— START OF Document excerpt —
The whole food plant-based products that gave us our name. Crafted using techniques from award-winning vegan chefs. Lower sodium. Healthier fats. Better flavor than what they replace.
The name Magic Meats comes from a simple challenge: make something so satisfying, so texturally compelling, and so deeply flavored that the person eating it doesn't feel like they gave anything up. And then make it better for them than anything they were eating before.
This is not a veggie burger trying to apologize for existing. This is a culinary innovation project — drawing on techniques from Michelin-starred plant-based kitchens, James Beard-nominated vegan chefs, and centuries of whole-food cooking traditions from cultures that never needed to eat animals to eat extraordinarily well.
Every Magic Meat product must clear three bars: it must be lower sodium than its conventional counterpart, it must use whole food ingredients rather than isolates and additives, and it must taste unambiguously better to someone who wasn't looking for a plant-based product.
— END OF Document excerpt —
— START OF Information shown —
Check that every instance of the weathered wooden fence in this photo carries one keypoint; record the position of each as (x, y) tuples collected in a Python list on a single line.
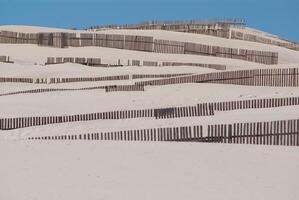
[(142, 43), (57, 80), (255, 38), (140, 76), (287, 77), (5, 59), (156, 113), (121, 88), (83, 61), (212, 66), (15, 80), (202, 109), (284, 132), (186, 133)]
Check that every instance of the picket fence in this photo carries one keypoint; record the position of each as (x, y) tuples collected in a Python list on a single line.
[(83, 61), (144, 43), (140, 76), (80, 79), (286, 77), (186, 133), (212, 66), (5, 59), (283, 132), (156, 113), (202, 109), (255, 38)]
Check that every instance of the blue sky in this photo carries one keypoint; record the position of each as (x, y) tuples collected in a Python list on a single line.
[(274, 16)]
— END OF Information shown —
__Task instructions__
[1] In the Magic Meats description, what must every Magic Meat product use instead of isolates and additives?
[2] Please extend the Magic Meats description with the next few paragraphs, picking up after its final sentence.

__Expected answers__
[1] Whole food ingredients.

[2]
Pulsed and marinated raw walnuts — seasoned with tamari, smoked paprika, cumin, garlic, and liquid smoke — produce a crumble with a depth of savoriness and a fat richness that is almost confusingly close to ground beef. Award-winning plant-based chefs have been using this technique for years. M2 is bringing it to scale.
Walnuts are the only nut with a significant ALA omega-3 content. They are among the most anti-inflammatory whole foods studied. And unlike the meat they replace, they come with fiber, polyphenols, and zero cholesterol.
A landmark 2021 study in the American Heart Association journal found that replacing saturated fat in the diet with the polyunsaturated fats in walnuts reduced cardiovascular risk more effectively than a standard low-fat diet.
Walnut consumption is associated with improved gut microbiome diversity, reduced LDL cholesterol, lower inflammatory markers, and improved cognitive function. They are among the most research-backed whole foods for human health.
Raw walnuts pulse in 2-second bursts — never more than 6 — to a coarse crumble that mimics ground meat texture. Marinate 30 minutes minimum in tamari, smoked paprika, cumin, garlic, and a touch of liquid smoke. Bake at 375°F for 15 minutes. The result has fooled meat eaters in blind tests consistently.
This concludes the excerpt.